→ **EXERCISE**
Can you reproduce every entry below word for word, omitting the pictures?

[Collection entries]
╔══

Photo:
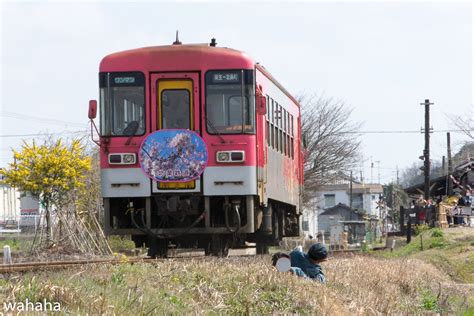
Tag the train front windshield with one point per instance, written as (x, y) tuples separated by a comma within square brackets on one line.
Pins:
[(230, 102), (122, 103)]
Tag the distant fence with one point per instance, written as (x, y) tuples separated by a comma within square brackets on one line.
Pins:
[(20, 224)]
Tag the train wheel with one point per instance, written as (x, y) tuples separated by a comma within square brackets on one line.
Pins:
[(277, 224), (157, 247), (218, 246), (261, 248)]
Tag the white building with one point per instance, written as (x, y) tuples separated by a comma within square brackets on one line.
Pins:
[(364, 197), (9, 204)]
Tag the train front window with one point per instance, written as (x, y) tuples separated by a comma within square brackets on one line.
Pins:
[(122, 103), (230, 102)]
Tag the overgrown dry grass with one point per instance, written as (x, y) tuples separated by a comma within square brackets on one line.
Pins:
[(358, 285)]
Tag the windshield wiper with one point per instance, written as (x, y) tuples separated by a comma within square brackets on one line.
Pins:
[(214, 130)]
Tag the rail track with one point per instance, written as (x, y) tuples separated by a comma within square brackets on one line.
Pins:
[(50, 265)]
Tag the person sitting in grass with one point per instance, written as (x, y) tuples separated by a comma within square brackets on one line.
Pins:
[(284, 268), (309, 262)]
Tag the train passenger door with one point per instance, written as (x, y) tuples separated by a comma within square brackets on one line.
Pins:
[(175, 105)]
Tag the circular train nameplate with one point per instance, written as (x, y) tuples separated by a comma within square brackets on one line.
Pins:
[(173, 155)]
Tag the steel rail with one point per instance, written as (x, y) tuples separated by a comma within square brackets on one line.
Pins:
[(45, 265)]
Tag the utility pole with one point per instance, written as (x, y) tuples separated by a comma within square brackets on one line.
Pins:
[(450, 165), (378, 170), (398, 178), (426, 151), (350, 193)]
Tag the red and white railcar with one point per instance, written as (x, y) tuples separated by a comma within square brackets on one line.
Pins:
[(239, 123)]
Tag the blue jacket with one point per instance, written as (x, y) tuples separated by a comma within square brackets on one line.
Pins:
[(298, 272), (302, 261)]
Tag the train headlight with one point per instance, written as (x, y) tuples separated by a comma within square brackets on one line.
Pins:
[(223, 156), (231, 156), (128, 158), (122, 159)]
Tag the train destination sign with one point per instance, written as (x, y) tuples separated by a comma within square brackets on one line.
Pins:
[(173, 155), (225, 77), (120, 80)]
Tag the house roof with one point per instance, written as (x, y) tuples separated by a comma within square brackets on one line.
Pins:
[(336, 209), (357, 188)]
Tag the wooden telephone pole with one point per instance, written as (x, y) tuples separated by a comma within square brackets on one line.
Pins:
[(426, 151)]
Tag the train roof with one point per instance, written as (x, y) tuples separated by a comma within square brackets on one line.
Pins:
[(183, 57)]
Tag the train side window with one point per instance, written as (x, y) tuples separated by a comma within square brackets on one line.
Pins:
[(175, 109), (271, 113), (280, 141), (267, 107), (291, 125), (292, 150)]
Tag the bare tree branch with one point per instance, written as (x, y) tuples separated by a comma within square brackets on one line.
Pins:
[(332, 141), (464, 122)]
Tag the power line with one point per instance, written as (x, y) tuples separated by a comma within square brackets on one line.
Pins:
[(406, 132), (41, 119), (43, 134)]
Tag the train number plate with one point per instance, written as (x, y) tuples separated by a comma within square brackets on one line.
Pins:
[(177, 185)]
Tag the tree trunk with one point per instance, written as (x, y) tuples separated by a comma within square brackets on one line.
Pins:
[(48, 223)]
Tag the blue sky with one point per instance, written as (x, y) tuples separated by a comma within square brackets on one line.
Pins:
[(381, 58)]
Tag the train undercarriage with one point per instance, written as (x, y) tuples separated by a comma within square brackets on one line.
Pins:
[(215, 223)]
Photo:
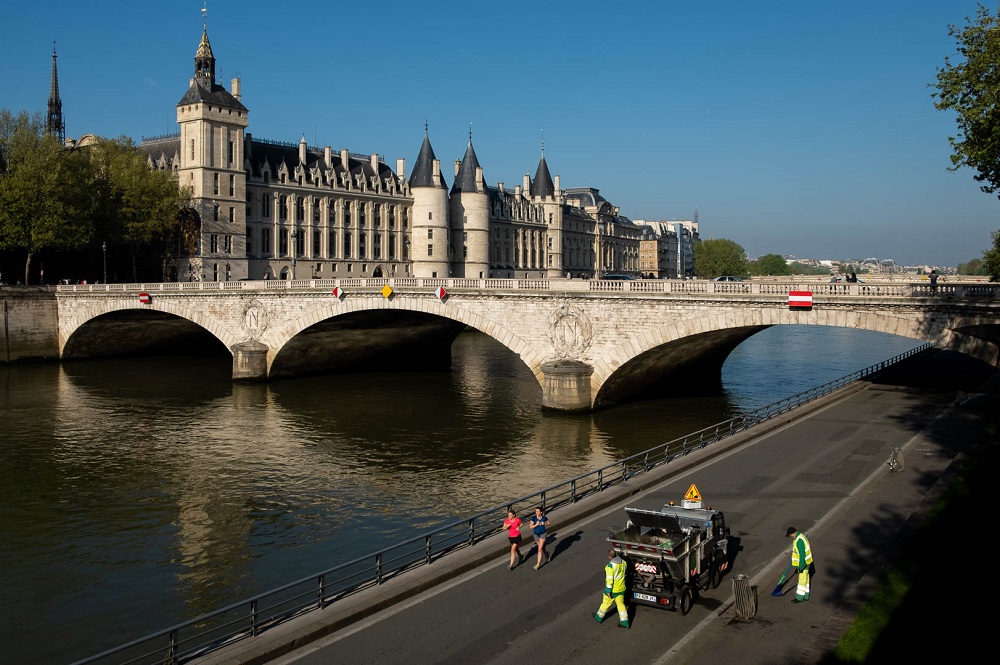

╚══

→ **ANSWER TO THIS TASK**
Photo:
Tag the train front windshield with one point per instance, written as (x, y) tuples separated by a comma within square brackets on one line.
Pins:
[(230, 102), (122, 103)]
Tag the distant fence with one point per instance, written as (x, y) tuples separated by a comma within square brackets on one line.
Pins:
[(20, 224)]
Tag the train wheel with one point per instance, written as (x, y) tuples separated by a comma within square brackets on one line.
Pins:
[(277, 224), (157, 247), (218, 246), (261, 248)]
Tag the white building with one point per instance, written as (x, y) tuples separated by a comma within square brackets on one line.
Pins:
[(364, 197), (9, 204)]
Tag the train front window with one point per instance, written as (x, y) tuples separated by a comma within square brackets on one line.
Pins:
[(122, 103), (230, 102)]
Tag the overgrown dry grass with one point per instance, written as (x, y) tuples separated by a comma within square brackets on one line.
Pins:
[(358, 285)]
Tag the windshield wiper with one point per instance, written as (x, y) tuples separated by a comma within square brackets on one line.
Pins:
[(214, 130)]
Tag the rail track with one point per instance, written as (x, y) tuples separated by a comma within square brackets on one line.
Pins:
[(50, 265)]
Tag the person sitting in grass with one point per instance, written as (x, y) tuples separated by a comma within square brackets on one line.
Pins:
[(284, 268), (309, 262)]
Tag the train passenger door with one point per instance, written as (x, y) tuples separated by a comma within square brackets on one line.
Pins:
[(175, 105)]
Tag the circular train nameplate with one point per instance, written as (x, y) tuples separated by a comma within square brackets on one line.
Pins:
[(173, 155)]
Tag the steel rail with one point per instance, written as (x, y) tuples separated by a comma within square brackets on one line.
Pins:
[(45, 265)]
Tag the utility pole with one point per instance, written as (x, y) tuples separated by a comma within square brackets on one line.
Pins:
[(450, 165), (378, 170), (398, 178), (426, 151), (350, 193)]
Tag the red and white railcar with one point per instance, written as (x, y) tuples separated by a comma within square brackets on one line.
Pins:
[(239, 123)]
Tag the blue jacket with one point per instance, written as (x, y) tuples separated by a comma within square brackets on one line.
Pins:
[(298, 272), (302, 261)]
Tag the train headlight with one point per instance, written as (x, y) tuples separated by a comma within square brackets on one line.
Pins:
[(223, 156), (231, 156), (128, 158), (122, 159)]
Tag the train destination sign with one point per instance, written as (x, y) tuples separated by a comma within square brackets on one line.
Pins:
[(173, 155), (225, 77), (120, 80)]
Tag the house roof with one point per instance, written as (x, y) tuples separated by a comma within square brackets on one line.
Pins:
[(336, 209), (357, 188)]
Tag the wooden telephone pole with one point per instance, written as (x, y) tuples separated by a comma within square brackets on one line.
Pins:
[(426, 151)]
Tag the train roof with one point per instance, written as (x, y) tuples separated by a comma within square brackets on one line.
Pins:
[(183, 57)]
Tag the train side window with one point per instance, written as (x, y) tuples separated by a comma within square brackets on one line.
Pins:
[(175, 109), (271, 113), (280, 141), (267, 107), (291, 125), (292, 150)]
Tag the bare tree branch with one point per instance, written as (x, y) tuples separated by a comma within square brackets on one line.
Pins:
[(332, 141), (464, 122)]
Tag the power line with one point per instance, written as (x, y) tuples separated by a comma within square brackets on one line.
Pins:
[(406, 132), (41, 119), (43, 134)]
Tag the train number plate with one point per instance, written as (x, y) tuples separated by a comma within square brackets on one line.
Pins:
[(177, 185)]
Tag the tree trunk with one point per instance, written as (x, y) tuples separated by a comma within square brackets on one line.
Pins:
[(48, 223)]
Tag the blue sky with one point per instance, written as (x, y) tuples separated by a comma within square brackets on one line.
Pins:
[(381, 58)]
Tag the train undercarriage with one point per instance, written as (x, y) tuples separated by a comma within square brackets on one line.
Pins:
[(215, 223)]
Photo:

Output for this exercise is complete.